▶ Referring expression data:
╭──

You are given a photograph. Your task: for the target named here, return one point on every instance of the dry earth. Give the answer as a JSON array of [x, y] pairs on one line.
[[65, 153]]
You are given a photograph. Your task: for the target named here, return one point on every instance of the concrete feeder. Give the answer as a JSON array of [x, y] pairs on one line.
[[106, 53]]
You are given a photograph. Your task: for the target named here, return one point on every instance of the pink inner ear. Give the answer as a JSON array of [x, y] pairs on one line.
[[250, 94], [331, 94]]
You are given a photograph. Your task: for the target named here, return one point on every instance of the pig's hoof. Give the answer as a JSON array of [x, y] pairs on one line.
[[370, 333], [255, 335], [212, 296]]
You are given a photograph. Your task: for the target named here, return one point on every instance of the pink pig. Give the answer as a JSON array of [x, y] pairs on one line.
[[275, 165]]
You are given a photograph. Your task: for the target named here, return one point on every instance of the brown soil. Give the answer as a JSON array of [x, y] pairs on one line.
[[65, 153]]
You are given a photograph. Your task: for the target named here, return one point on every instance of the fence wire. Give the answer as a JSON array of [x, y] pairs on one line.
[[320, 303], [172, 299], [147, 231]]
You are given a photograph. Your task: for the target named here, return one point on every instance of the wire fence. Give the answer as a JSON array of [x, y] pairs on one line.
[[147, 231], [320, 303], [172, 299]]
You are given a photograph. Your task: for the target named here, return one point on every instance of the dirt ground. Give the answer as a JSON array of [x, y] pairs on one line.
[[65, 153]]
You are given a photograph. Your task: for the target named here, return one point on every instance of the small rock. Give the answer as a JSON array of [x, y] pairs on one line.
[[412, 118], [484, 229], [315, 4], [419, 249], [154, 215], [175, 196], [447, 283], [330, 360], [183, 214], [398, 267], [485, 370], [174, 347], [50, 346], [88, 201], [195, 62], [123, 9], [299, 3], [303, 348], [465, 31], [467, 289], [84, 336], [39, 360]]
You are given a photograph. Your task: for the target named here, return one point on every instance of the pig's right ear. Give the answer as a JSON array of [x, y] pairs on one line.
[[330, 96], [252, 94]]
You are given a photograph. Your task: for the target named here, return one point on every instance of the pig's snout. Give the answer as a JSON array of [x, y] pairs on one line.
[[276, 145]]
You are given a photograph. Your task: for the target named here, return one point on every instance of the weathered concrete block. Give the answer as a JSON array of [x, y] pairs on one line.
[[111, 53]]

╰──

▶ WHAT YOU ARE ASKED TO DO:
Write the entries out once more, exactly as they were given.

▶ WRITTEN REPLY:
You are given a photograph. Your task: for the target named here, return one point on every instance of the dry earth. Give the answer as a JSON array of [x, y] pairs on one line.
[[65, 153]]
You are given a photograph. Your task: for the target named here, return one point on every instance of the concrete feeder. Give the answer as a JSON array of [x, y] pairs on one line.
[[106, 53]]
You are given a photograph. Your task: for the target named here, return one point on every instance of the pink inner ear. Give the answer as a JSON array of [x, y] pairs on one line.
[[250, 94], [331, 94]]
You are given a photograph. Your task: for the target named here, return one point on every instance of the pig's hoof. Give the answer as a JSON array of [x, y] pairs on one line.
[[370, 333], [255, 335], [212, 296]]
You are given a photograph. Your task: for the target named here, return one point on every instance of the pink pig. Give the answer as a JSON array of [x, y] pairs on one line.
[[275, 165]]
You are given a photograph. Your task: for the target named here, return one point on every instance of the brown soil. Give the answer as a JSON array of [x, y] pairs on one line.
[[65, 153]]
You are given a photograph. Your task: for the target named here, return one point on every instance of the fence wire. Give the answer as a JSON array of [x, y] pairs on one line.
[[320, 303], [172, 299], [147, 231]]
You are given a photograph. Your task: for the target named here, return one point on every instance of the wire fence. Give the answer as a JSON array of [x, y] pairs on one line.
[[147, 231], [320, 303], [172, 299]]
You are given a photograph. Your task: for the target named here, return one point on every instance of the dirt ground. Give the answer as a JSON array of [x, y] pairs on one line.
[[65, 153]]
You are given a photograph. Your task: for the target named here, return one point on every instance of the small rock. Give the answer as a JSON array of [x, y] pairs on one line.
[[412, 118], [484, 229], [315, 4], [419, 249], [154, 215], [175, 196], [447, 283], [330, 360], [183, 214], [398, 267], [485, 370], [174, 347], [50, 346], [88, 201], [195, 62], [123, 9], [299, 3], [303, 348], [465, 31], [467, 289], [84, 336], [39, 360]]
You are given a photograph. Your task: for the target named here, return one point on every instance of the pig's right ear. Give the answer as a JSON array of [x, y] pairs on one line.
[[330, 96], [252, 94]]
You are given a photograph. Your task: for the target named here, return one point on every instance of the pig's snout. Give the answer as a JSON array of [x, y] pairs on one line.
[[276, 145]]
You are given a photograph. Your task: for the target named here, return one point on every instance of the weathered concrete block. Give the answer as a JSON array of [x, y] pairs on one line.
[[111, 53]]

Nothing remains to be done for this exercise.